I need the lines below from the one with "Target: striped tail" down to the one with "lizard belly, as" reproduced exactly, both ends included, and nothing else.

+-------+

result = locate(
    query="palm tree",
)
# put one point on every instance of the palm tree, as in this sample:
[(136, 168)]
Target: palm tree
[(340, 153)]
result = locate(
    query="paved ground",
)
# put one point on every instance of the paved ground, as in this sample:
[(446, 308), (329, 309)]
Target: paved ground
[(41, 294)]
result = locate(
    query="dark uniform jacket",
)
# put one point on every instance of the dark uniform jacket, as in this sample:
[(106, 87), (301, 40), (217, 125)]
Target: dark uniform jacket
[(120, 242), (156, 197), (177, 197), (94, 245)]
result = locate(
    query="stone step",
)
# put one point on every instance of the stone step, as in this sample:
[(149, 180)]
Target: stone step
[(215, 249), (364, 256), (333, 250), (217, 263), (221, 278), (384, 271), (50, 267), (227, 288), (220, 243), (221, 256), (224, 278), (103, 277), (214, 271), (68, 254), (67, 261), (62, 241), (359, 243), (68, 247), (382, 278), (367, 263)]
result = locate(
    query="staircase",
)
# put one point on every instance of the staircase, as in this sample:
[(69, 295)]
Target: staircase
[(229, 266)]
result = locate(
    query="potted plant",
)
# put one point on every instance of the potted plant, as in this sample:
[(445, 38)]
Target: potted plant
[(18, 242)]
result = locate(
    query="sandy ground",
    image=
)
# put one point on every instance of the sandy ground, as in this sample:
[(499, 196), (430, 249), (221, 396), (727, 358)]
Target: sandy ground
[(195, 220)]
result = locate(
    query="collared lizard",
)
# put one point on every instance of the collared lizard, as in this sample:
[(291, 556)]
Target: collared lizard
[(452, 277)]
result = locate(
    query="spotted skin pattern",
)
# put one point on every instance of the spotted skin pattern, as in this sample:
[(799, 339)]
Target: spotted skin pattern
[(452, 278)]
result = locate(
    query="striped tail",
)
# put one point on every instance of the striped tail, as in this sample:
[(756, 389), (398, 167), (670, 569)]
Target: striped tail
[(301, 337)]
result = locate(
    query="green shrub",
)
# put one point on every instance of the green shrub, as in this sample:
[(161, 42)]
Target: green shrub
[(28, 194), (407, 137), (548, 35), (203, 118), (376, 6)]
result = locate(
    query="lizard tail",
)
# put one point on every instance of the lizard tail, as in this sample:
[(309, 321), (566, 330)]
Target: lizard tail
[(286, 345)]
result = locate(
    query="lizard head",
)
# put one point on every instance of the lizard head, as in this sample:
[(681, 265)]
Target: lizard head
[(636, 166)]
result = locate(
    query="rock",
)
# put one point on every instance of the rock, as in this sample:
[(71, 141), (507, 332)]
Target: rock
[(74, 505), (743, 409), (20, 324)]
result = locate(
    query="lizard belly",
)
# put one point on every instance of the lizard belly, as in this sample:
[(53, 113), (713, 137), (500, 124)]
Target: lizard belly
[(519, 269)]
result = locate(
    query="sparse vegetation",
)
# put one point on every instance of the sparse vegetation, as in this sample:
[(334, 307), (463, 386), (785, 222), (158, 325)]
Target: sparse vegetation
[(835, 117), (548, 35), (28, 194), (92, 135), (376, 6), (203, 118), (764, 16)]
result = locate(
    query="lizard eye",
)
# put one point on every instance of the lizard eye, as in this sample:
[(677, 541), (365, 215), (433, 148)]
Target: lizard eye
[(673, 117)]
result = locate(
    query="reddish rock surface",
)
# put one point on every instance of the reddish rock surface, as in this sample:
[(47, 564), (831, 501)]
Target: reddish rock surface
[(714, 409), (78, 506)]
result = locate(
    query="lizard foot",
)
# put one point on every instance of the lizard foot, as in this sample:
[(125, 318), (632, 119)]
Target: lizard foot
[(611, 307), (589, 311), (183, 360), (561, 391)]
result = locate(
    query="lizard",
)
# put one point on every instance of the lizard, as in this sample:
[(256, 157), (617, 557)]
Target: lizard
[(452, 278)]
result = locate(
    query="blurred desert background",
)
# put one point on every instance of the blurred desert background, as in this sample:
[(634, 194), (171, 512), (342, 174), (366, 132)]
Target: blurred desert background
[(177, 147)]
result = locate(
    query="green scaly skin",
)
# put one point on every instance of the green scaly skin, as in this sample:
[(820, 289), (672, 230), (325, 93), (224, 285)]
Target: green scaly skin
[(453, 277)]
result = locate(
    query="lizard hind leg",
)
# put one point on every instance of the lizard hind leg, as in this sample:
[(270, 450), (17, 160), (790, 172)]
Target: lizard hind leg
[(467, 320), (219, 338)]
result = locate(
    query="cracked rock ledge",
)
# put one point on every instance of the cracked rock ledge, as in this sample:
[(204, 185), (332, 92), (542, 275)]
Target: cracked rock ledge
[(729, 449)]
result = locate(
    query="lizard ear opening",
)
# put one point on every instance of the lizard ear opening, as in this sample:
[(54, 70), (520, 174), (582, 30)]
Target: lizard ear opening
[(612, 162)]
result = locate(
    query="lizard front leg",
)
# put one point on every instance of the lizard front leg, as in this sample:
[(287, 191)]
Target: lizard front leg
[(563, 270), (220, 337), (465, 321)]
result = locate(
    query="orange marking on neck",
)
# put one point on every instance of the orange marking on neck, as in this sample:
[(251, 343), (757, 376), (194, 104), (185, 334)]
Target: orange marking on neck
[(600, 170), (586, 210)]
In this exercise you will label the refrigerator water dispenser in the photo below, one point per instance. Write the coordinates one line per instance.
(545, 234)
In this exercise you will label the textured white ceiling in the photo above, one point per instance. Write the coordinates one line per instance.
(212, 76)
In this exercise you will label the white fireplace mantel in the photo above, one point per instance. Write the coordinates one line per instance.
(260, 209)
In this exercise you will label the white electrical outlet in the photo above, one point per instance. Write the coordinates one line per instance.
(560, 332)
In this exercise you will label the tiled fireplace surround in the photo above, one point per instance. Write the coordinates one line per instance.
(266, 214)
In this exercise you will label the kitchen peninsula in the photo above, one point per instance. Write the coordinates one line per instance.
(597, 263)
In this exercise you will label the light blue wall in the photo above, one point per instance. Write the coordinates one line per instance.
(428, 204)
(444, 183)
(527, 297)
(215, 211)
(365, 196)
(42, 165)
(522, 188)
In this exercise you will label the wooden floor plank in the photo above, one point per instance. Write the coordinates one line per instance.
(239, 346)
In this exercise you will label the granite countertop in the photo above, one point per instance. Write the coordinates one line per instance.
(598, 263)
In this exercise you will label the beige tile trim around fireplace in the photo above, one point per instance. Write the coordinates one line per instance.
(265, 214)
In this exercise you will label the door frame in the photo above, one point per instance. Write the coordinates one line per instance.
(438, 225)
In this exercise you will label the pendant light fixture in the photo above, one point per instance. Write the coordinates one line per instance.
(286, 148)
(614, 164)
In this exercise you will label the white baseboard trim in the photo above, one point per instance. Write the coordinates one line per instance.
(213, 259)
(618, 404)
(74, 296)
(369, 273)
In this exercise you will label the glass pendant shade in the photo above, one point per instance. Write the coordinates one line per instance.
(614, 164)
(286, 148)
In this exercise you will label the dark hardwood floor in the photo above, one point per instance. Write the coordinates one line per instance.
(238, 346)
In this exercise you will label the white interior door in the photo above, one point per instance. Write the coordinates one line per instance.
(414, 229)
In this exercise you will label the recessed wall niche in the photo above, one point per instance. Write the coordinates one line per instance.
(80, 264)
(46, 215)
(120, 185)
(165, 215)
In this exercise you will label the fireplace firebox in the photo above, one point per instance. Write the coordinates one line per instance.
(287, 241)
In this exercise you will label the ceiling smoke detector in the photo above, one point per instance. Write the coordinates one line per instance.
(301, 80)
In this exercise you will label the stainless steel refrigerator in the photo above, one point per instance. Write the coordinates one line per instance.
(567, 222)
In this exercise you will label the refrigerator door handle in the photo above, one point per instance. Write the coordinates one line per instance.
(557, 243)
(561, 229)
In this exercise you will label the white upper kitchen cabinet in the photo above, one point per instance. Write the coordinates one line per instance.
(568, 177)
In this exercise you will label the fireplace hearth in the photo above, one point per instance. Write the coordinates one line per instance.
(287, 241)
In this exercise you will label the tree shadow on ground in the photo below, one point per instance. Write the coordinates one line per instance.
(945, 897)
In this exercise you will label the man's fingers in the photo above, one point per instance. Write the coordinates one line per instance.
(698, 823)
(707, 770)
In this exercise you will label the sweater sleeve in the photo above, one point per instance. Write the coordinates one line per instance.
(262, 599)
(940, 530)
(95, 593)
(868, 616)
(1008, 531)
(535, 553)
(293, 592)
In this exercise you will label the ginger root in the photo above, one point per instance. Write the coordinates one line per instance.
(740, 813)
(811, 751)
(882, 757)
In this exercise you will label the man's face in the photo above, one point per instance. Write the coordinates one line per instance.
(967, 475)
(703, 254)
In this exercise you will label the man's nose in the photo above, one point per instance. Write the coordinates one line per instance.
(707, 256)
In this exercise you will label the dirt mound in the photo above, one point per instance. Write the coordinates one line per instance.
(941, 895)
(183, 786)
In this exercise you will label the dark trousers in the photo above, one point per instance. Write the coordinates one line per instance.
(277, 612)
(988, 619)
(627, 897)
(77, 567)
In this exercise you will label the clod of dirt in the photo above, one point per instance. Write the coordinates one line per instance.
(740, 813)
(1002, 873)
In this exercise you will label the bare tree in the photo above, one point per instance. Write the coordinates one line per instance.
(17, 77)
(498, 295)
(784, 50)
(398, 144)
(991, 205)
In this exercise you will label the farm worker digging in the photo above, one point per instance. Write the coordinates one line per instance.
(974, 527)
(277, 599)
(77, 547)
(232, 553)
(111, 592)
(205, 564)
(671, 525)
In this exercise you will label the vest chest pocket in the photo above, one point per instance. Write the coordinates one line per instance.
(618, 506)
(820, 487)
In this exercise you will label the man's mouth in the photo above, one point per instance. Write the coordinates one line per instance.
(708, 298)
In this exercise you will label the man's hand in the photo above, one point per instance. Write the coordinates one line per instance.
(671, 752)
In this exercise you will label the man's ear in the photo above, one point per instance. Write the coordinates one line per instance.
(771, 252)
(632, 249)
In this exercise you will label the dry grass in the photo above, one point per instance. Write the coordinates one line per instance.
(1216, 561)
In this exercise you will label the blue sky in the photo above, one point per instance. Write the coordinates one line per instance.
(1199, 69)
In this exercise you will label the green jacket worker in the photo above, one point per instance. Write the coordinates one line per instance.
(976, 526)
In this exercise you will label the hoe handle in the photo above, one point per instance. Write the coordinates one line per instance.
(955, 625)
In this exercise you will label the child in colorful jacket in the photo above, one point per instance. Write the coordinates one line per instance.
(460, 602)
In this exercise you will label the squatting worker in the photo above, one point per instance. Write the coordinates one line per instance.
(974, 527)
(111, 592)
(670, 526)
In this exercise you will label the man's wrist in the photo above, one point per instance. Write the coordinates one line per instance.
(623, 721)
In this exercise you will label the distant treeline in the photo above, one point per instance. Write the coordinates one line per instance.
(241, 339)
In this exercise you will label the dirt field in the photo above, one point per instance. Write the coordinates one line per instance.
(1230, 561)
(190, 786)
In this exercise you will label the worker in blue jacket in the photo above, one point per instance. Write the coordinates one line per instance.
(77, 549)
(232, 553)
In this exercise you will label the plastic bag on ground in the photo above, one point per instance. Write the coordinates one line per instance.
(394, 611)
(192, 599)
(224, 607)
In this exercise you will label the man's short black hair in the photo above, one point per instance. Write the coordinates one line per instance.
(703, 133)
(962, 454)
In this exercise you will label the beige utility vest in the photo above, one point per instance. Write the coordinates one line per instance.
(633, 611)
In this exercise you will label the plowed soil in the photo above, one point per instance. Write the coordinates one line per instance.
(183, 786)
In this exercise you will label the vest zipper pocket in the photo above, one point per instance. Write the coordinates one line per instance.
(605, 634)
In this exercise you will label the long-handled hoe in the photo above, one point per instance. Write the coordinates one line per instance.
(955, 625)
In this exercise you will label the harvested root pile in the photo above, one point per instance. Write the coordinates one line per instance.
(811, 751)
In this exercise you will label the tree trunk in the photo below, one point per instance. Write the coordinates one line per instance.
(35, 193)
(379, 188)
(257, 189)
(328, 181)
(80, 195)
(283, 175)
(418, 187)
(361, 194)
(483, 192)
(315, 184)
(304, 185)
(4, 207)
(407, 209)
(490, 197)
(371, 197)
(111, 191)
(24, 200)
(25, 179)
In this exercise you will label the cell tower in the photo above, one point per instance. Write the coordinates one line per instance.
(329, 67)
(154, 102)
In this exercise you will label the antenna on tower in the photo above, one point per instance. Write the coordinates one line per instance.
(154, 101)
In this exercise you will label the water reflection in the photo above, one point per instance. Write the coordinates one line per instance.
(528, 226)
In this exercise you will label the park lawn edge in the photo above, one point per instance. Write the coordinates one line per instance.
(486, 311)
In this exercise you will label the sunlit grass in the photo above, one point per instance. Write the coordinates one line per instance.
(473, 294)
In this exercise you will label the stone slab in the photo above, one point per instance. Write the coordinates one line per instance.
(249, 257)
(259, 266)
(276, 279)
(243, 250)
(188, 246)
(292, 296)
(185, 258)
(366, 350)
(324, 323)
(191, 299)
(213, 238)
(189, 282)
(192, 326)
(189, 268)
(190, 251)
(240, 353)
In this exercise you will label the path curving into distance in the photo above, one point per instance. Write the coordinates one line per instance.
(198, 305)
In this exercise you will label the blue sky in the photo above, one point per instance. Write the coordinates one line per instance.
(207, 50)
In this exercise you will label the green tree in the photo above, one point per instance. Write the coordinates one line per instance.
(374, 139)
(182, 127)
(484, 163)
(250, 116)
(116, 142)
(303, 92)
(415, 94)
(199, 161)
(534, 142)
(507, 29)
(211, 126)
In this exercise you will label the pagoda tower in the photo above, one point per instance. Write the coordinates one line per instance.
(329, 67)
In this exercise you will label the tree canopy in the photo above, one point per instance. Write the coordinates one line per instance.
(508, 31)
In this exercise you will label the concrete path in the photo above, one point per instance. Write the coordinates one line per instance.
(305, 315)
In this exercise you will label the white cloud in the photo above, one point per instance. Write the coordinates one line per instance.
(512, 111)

+-------+

WRITTEN RESPONSE —
Target: striped tail
[(301, 337)]
result = locate(
    query="green shrub",
)
# put one point on every instance of the green shrub, as in this sample:
[(161, 42)]
Target: green shrub
[(28, 194), (407, 137), (548, 35), (203, 118), (376, 6)]
result = locate(
    query="lizard tail",
)
# put one point on every instance of the lizard tail, as in this sample:
[(309, 321), (566, 330)]
Target: lizard tail
[(286, 345)]
result = locate(
    query="lizard head",
)
# put one point on every instance of the lizard head, as in this sample:
[(681, 265)]
Target: lizard head
[(636, 166)]
result = locate(
    query="rock",
)
# put one point on every instance of the rock, as in this sample:
[(71, 141), (507, 332)]
Target: rock
[(74, 505), (743, 409), (20, 324)]
result = locate(
    query="lizard belly",
)
# put one point on every instance of the lizard belly, as in this sample:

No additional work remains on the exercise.